◆ **TASK INSTRUCTIONS**:
Print all the records exactly as they stand.

---------- RECORDS SUPPLIED

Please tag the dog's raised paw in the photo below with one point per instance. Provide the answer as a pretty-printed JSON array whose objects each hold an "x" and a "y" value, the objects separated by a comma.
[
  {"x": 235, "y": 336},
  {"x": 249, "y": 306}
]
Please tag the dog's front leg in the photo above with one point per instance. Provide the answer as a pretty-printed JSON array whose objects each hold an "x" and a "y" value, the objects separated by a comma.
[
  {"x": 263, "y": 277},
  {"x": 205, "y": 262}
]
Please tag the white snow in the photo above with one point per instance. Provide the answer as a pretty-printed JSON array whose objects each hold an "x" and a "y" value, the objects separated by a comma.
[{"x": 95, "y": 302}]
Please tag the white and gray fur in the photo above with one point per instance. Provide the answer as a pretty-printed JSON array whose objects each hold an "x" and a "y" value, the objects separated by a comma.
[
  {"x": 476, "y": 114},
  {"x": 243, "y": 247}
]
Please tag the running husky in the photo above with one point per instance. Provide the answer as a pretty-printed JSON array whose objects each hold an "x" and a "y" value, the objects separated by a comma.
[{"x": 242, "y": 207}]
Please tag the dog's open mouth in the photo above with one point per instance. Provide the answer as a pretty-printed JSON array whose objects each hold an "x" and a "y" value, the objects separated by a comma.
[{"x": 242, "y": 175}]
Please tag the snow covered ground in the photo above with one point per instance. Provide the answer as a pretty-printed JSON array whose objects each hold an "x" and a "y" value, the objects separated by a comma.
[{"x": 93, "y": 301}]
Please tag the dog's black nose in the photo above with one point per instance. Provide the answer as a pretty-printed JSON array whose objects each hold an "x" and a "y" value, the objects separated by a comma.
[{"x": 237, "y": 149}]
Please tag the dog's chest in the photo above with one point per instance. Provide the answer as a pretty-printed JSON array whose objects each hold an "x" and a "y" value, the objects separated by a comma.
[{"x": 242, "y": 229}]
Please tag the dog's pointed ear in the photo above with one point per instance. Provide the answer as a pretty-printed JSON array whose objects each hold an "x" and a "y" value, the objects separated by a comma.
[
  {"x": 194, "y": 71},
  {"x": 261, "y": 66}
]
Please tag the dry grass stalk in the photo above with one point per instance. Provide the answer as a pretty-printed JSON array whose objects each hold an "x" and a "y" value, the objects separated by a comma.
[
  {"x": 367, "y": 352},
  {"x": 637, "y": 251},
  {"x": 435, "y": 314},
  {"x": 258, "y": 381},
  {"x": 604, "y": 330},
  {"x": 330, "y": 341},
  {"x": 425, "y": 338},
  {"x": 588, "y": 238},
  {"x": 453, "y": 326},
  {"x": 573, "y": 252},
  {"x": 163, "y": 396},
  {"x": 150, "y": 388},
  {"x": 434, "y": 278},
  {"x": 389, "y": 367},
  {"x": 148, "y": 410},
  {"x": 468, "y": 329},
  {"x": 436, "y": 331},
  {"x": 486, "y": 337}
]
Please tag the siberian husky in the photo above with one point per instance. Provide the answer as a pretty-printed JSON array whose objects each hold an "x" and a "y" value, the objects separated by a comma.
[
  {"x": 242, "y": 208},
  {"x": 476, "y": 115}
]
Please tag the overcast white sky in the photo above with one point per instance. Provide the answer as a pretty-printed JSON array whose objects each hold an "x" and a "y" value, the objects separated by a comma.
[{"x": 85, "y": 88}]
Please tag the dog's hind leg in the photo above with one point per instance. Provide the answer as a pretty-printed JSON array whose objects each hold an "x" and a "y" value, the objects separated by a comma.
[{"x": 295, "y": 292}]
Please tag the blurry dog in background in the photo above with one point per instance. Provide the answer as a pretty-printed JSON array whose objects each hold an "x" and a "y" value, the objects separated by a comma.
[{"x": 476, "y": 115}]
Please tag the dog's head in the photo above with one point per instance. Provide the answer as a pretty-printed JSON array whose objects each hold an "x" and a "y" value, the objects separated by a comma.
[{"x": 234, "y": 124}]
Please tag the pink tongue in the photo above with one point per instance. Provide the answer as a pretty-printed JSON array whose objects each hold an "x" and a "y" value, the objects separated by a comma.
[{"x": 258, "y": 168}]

--------------------

◆ **ANSWER TO THE PROBLEM**:
Please tag the dog's raised paw in the photo below with one point per instance. Provide the answer as a pretty-printed JSON array whose objects each hold an "x" and a "y" value, the objects separated by a comma.
[
  {"x": 235, "y": 336},
  {"x": 249, "y": 306}
]
Please tag the dog's front leg in the photo above with one point per instance. Provide the answer as a pretty-printed JSON array whose objects each hold an "x" and a "y" value, the objects separated by a comma.
[
  {"x": 263, "y": 277},
  {"x": 205, "y": 262}
]
Please tag the white snow in the photo above with one point per instance. Provide the answer as a pretty-printed JSON array whose objects each hold an "x" and a "y" value, the objects separated by a comma.
[{"x": 95, "y": 302}]
Please tag the white and gray fur in the photo above with one point per instance. Provide the answer as a pretty-printed JSON array whose objects each hold an "x" and a "y" value, the objects separated by a comma.
[
  {"x": 476, "y": 114},
  {"x": 243, "y": 247}
]
Please tag the running husky in the photo above with one point per instance. Provide the answer as a pretty-printed JSON array whose objects each hold an "x" and a "y" value, the objects separated by a comma.
[{"x": 242, "y": 207}]
Please tag the dog's open mouth in the photo above with one point per instance. Provide the answer as a pretty-printed JSON array whose objects each hold an "x" and a "y" value, the objects separated by a comma.
[{"x": 242, "y": 175}]
Please tag the snow covered ground in the photo above with one point per instance. Provide the answer as a pretty-printed JSON array whose objects each hold an "x" and a "y" value, the objects separated by a comma.
[{"x": 93, "y": 301}]
Please tag the dog's black nose in the photo above with one point per instance. Provide the answer as a pretty-printed JSON array whose objects each hold an "x" and a "y" value, the objects separated by a comma.
[{"x": 237, "y": 149}]
Please tag the dog's chest in the photo above with one point per instance. Provide the answer as a pretty-printed JSON array whose objects each hold an "x" and a "y" value, the objects separated by a comma.
[{"x": 242, "y": 229}]
Please tag the dog's pointed ear in the photo above with one point per instance. Provide the answer as a pretty-printed JSON array whose objects each hold an "x" and a "y" value, the objects separated by a comma.
[
  {"x": 194, "y": 71},
  {"x": 261, "y": 66}
]
Please tag the dry grass stalk in the photo above with one point per instance. Provide the answer as a pretty-printed JSON array whose objects each hold an "x" and a "y" value, the objects separated by a comma.
[
  {"x": 367, "y": 352},
  {"x": 637, "y": 251},
  {"x": 435, "y": 314},
  {"x": 258, "y": 381},
  {"x": 604, "y": 330},
  {"x": 330, "y": 341},
  {"x": 425, "y": 338},
  {"x": 588, "y": 238},
  {"x": 453, "y": 326},
  {"x": 573, "y": 252},
  {"x": 163, "y": 396},
  {"x": 150, "y": 388},
  {"x": 434, "y": 278},
  {"x": 389, "y": 367},
  {"x": 148, "y": 410},
  {"x": 468, "y": 329},
  {"x": 436, "y": 331},
  {"x": 486, "y": 337}
]
Please tag the siberian husky in the photo above with one point per instance. Provide the answer as a pretty-printed JSON array whose objects each hold an "x" and a "y" value, the objects separated by a comma.
[
  {"x": 242, "y": 208},
  {"x": 476, "y": 115}
]
Please tag the overcast white sky in the photo above with one point per instance. Provide the answer as a pretty-printed JSON array whose objects each hold an "x" and a "y" value, the objects separated by a comma.
[{"x": 85, "y": 88}]
Please tag the dog's hind leg in the photo above with one point per instance. Provide the answer as a pretty-printed JSON array whose objects each hold an "x" and a "y" value, the objects separated by a comma.
[{"x": 295, "y": 292}]
Please tag the blurry dog in background in the photo above with one point per instance. Provide the answer as a pretty-printed JSON array whose objects each hold an "x" and a "y" value, the objects separated by a comma.
[{"x": 476, "y": 115}]
Please tag the dog's head in the photo above with one point per instance. Provide the answer as a pretty-printed JSON array whose objects each hold an "x" and a "y" value, the objects separated by a comma.
[{"x": 234, "y": 124}]
Please tag the pink tongue in the photo above with one point per instance. Provide the answer as a pretty-printed JSON array whose objects each hold an "x" and a "y" value, the objects separated by a comma.
[{"x": 258, "y": 168}]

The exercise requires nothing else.